• **EXCERPT**
★ ★ ★ ★ ★ ★ ★

- Born: 5 October 1956 (age 69) London, England
- Genres: Hard rock, pop rock
- Occupation: Musician
- Instrument: Drums

= Frank Noon =

English drummer

Frank Noon (born 5 October 1956) is an English drummer who played with the bands Def Leppard and Roadhouse.

==Career==
Frank Noon was a member of the trio The Next Band before, during, and after the time he was in Def Leppard, and played on The Next Band's Four by Three E.P. Noon played on Def Leppard's The Def Leppard E.P. in 1979. Noon was never an official member of Def Leppard. Although he was asked to join permanently, he declined the offer to stay with The Next Band. He was preceded in Def Leppard by original drummer Tony Kenning and succeeded by current drummer Rick Allen.

About thirteen years later, he played in the band Roadhouse with Pete Willis, who was a member of Def Leppard when Noon performed with them. He played on Roadhouse's demo, but was replaced by drummer Trevor Brewis before the recording of Roadhouse's album.

★ ★ ★ ★ ★ ★ ★

• **RECORDED DATA**
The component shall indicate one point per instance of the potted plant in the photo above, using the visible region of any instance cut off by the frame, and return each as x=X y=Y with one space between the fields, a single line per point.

★ ★ ★ ★ ★ ★ ★

• **TASK DETAILS**
Quote, word for word, the part of the Frank Noon profile that begins with the words containing "- Born: 5 October" and ends with "Leppard and Roadhouse.". You won't need the listing.

• **THE RESPONSE**
- Born: 5 October 1956 (age 69) London, England
- Genres: Hard rock, pop rock
- Occupation: Musician
- Instrument: Drums

= Frank Noon =

English drummer

Frank Noon (born 5 October 1956) is an English drummer who played with the bands Def Leppard and Roadhouse.